● **Exercise details**:
Rename "Expected content" to "Target object" in the entries from the first one up to and including the line with "442 99 460 110". Reproduce those lines with everything else unchanged.

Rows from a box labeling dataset

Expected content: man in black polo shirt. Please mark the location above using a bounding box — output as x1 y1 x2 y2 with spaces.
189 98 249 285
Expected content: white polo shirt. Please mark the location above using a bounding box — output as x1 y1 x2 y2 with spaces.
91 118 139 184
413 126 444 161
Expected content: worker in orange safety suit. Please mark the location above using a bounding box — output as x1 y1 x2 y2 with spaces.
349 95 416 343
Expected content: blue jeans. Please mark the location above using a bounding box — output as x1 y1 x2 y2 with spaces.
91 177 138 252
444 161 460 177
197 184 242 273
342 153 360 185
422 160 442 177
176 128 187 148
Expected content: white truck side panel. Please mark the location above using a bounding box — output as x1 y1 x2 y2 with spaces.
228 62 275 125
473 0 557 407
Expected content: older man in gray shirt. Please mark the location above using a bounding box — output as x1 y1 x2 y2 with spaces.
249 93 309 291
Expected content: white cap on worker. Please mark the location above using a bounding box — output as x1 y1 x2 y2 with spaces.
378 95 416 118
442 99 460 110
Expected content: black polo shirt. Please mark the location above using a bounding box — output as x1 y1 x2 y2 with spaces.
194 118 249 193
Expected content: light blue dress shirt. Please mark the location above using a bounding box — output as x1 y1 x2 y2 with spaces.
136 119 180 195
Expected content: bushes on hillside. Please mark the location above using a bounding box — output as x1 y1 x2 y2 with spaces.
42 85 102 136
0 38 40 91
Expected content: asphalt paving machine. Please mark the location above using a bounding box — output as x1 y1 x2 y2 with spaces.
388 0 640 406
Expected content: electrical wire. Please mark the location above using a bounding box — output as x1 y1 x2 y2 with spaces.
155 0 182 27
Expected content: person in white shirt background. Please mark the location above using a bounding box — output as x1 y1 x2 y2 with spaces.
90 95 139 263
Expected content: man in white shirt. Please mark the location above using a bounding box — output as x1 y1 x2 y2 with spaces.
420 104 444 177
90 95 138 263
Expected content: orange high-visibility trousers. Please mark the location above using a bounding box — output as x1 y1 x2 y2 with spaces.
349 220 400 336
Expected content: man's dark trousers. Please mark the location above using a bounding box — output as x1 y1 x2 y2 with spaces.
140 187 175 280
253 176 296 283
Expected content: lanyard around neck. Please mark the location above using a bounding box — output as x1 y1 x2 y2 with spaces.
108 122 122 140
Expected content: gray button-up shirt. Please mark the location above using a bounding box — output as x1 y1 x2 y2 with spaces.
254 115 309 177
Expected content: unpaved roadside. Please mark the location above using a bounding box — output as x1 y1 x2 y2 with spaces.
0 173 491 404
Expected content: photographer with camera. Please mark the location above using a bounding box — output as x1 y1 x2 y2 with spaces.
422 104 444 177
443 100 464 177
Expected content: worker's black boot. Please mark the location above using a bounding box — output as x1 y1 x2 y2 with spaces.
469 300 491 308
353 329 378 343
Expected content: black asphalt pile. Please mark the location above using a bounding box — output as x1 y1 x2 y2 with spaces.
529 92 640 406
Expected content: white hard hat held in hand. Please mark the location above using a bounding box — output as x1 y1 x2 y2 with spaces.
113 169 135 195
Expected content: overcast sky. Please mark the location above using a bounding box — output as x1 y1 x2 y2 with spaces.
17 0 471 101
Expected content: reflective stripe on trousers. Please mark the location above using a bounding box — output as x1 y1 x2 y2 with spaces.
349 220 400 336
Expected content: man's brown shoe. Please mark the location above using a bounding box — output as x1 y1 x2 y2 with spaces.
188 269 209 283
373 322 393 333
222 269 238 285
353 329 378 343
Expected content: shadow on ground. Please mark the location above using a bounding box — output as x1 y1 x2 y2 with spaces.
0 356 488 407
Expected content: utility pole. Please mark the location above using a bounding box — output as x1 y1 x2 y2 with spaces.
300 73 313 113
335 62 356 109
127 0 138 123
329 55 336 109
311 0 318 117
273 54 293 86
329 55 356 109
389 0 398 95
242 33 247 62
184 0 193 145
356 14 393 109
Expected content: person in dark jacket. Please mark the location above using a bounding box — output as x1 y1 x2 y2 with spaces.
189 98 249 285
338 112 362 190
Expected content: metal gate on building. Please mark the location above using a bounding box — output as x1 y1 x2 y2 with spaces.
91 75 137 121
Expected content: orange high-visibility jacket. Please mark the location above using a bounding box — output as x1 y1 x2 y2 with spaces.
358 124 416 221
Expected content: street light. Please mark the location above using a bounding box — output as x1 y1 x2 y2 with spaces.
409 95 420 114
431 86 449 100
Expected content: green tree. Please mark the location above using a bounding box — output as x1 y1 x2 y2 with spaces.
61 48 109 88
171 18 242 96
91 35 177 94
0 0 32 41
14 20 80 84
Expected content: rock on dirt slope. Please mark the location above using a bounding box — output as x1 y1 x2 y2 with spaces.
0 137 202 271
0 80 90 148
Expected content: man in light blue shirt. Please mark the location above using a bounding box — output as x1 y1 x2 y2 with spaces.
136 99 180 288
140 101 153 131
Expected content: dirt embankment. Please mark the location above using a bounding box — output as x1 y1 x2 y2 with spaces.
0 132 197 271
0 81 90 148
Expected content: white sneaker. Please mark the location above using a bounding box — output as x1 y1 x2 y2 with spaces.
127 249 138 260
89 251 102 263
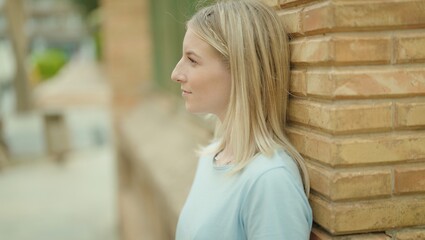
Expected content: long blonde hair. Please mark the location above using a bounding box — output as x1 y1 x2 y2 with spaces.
188 0 310 195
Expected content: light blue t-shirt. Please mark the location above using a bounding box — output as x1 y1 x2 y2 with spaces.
176 147 313 240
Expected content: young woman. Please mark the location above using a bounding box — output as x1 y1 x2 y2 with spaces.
171 0 312 240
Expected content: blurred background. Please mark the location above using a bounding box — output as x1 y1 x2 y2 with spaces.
0 0 199 240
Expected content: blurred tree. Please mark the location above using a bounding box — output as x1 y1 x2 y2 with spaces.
6 0 31 112
72 0 99 15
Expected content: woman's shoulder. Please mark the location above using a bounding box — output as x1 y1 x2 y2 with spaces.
243 149 301 184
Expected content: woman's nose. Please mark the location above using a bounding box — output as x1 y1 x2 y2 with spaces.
171 61 184 82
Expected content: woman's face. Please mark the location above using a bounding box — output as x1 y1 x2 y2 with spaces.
171 28 231 120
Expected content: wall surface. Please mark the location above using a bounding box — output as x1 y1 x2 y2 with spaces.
269 0 425 239
101 0 153 110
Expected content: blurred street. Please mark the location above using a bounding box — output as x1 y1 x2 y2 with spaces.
0 147 118 240
0 35 119 240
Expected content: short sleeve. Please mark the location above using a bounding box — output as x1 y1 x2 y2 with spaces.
241 167 312 240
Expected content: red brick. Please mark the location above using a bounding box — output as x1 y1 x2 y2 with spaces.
306 67 425 98
288 128 425 166
396 32 425 63
301 2 333 32
333 0 425 29
310 194 425 235
289 100 392 134
308 164 392 201
332 36 392 64
289 70 307 96
279 9 301 36
310 227 391 240
392 228 425 240
396 102 425 127
394 164 425 194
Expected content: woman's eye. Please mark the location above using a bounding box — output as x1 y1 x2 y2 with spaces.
187 57 197 64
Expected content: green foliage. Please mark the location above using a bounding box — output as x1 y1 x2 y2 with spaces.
33 49 68 81
72 0 99 14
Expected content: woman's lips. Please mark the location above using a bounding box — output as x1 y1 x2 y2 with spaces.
182 89 192 95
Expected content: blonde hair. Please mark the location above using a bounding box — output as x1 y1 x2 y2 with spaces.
188 0 310 195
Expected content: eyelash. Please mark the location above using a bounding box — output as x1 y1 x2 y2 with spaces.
187 57 197 64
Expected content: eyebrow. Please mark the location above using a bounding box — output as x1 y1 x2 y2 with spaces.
185 50 202 58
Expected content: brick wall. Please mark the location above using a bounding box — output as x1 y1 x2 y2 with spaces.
267 0 425 240
101 0 153 110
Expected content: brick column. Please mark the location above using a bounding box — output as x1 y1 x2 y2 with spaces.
101 0 153 111
274 0 425 240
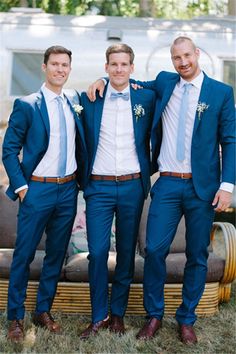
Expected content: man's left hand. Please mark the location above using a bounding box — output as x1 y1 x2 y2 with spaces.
212 189 232 213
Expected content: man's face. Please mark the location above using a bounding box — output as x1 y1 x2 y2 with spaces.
42 54 71 93
105 53 134 91
171 40 200 81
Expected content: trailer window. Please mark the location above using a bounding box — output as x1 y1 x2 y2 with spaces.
10 52 43 96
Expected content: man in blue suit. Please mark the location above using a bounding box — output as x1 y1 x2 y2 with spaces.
3 46 87 342
80 44 155 339
134 37 235 344
87 37 235 344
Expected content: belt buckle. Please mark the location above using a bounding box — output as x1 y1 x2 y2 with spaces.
181 172 188 179
57 177 63 184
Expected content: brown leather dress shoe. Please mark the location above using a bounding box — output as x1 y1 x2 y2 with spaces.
136 317 162 339
180 324 197 345
7 320 24 343
80 318 109 340
33 312 62 334
109 315 125 336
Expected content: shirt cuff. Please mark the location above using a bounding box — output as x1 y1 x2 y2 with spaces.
15 184 29 194
220 182 234 193
101 77 107 86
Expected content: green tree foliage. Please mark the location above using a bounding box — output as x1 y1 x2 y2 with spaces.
0 0 230 19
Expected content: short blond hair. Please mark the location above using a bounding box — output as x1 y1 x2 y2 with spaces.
106 43 134 64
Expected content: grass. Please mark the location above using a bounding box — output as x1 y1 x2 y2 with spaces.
0 282 236 354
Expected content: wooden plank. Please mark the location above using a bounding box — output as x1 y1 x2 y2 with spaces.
0 279 220 316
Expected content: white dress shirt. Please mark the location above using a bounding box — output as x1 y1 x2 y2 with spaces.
92 83 140 176
15 84 77 193
157 72 234 193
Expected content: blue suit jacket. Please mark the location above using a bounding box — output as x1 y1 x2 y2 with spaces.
81 84 156 196
137 71 235 200
2 90 87 200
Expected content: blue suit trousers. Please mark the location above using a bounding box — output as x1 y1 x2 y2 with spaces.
144 176 214 324
84 179 144 323
8 181 78 320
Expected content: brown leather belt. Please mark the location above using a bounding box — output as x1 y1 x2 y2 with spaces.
90 172 141 182
160 172 192 179
31 173 76 184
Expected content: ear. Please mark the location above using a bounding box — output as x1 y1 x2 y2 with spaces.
41 63 47 73
195 48 201 58
130 64 134 74
105 63 108 73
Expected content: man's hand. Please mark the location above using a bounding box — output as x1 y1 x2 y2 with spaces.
18 188 28 202
212 189 232 213
87 79 105 102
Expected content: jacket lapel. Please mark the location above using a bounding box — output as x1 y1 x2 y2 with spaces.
193 73 211 134
130 86 140 143
36 91 50 138
64 91 85 146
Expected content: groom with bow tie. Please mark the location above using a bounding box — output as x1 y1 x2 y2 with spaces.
80 44 155 339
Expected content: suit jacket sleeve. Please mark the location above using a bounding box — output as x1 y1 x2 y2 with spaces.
219 86 236 184
2 99 29 190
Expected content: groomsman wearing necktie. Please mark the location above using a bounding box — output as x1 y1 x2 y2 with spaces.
80 44 155 339
134 37 235 345
88 37 236 345
3 46 87 342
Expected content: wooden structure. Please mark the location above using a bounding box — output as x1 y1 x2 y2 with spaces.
0 223 236 316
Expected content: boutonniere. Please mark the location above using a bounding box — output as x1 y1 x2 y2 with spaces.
72 104 84 115
134 104 145 122
197 102 209 120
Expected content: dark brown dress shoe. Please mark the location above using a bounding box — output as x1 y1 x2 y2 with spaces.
7 320 24 343
80 318 109 340
180 324 197 345
33 312 62 334
136 317 161 339
109 315 125 336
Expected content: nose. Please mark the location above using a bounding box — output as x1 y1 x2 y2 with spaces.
116 65 122 72
180 58 188 66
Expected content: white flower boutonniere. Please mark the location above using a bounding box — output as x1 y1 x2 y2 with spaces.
197 102 209 120
72 104 84 115
134 104 145 122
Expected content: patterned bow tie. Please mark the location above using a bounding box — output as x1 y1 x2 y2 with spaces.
110 92 129 101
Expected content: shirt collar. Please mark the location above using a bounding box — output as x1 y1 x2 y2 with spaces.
179 71 204 90
107 82 130 97
41 83 65 102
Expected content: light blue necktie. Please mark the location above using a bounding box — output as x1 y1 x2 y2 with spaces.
176 84 192 161
110 92 129 101
56 96 67 177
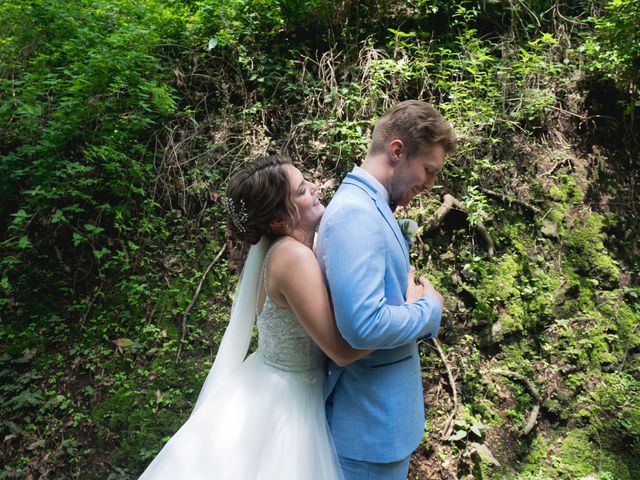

● **Answer**:
Target object: man in black polo shirt. Please mark the location above using a bounding box — output as x1 y1 x2 y2 with spaces.
189 98 249 285
Target object: white polo shirt. Please mark the location above using a bounding box — output as x1 y1 x2 y2 with spaces.
91 118 139 184
413 126 444 161
Target object: worker in orange safety suit. Please mark the location above using a bounding box — output as x1 y1 x2 y2 with spaces.
349 95 416 343
Target object: blue jeans. Please mark the location above using a bounding box — output as x1 y1 x2 y2 with spaces.
91 177 138 252
444 161 460 177
197 184 242 273
342 153 360 185
422 160 442 177
176 128 187 148
Target object: white truck side panel. Please mark the location above using a bounding box — output as x1 y1 x2 y2 with spaces.
228 62 275 125
473 0 557 407
Target object: older man in gray shirt. Please mark the location above using a bounding box — output as x1 y1 x2 y2 with spaces.
249 93 309 291
Target object: white cap on worker. Please mark the location above using a bounding box — output as x1 y1 x2 y2 with spaces.
378 95 416 118
442 99 460 110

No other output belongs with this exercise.